[[ Extracted records, beginning ]]

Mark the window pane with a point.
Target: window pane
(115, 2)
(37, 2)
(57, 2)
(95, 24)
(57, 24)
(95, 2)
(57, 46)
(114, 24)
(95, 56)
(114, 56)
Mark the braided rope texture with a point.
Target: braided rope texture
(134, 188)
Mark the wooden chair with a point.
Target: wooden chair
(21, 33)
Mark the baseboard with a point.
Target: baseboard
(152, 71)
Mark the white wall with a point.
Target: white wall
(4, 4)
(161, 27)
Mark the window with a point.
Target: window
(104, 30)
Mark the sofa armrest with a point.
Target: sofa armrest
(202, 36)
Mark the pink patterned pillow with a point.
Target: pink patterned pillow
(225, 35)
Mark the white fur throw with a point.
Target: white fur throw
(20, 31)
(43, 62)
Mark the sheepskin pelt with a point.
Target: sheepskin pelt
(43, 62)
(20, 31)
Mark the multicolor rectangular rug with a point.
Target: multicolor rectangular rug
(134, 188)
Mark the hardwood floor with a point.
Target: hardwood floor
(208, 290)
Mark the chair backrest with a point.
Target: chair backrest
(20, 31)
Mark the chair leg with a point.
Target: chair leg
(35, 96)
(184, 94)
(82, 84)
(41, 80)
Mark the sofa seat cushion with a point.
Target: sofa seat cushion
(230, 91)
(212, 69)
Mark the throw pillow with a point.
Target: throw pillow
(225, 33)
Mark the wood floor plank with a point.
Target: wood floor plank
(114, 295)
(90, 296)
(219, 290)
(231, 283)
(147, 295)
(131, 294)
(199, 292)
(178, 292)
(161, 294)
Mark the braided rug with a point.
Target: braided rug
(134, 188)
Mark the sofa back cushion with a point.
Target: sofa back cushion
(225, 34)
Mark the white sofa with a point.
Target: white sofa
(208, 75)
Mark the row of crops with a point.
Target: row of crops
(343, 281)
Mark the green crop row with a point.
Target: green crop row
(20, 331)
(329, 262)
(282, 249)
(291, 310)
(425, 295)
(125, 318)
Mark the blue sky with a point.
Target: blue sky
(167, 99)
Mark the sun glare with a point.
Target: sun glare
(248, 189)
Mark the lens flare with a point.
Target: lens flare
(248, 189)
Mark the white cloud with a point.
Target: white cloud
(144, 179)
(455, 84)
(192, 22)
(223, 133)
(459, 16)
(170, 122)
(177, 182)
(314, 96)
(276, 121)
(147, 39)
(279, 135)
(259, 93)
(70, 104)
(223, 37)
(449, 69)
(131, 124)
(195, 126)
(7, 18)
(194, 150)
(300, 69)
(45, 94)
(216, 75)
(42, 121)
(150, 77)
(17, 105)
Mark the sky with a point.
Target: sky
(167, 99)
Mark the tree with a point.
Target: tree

[[ Extracted records, end ]]

■ What needs to be done:
Your answer should consist of every line from the entries that holds "tree".

■ Exercise result:
Mark the tree with a point.
Target: tree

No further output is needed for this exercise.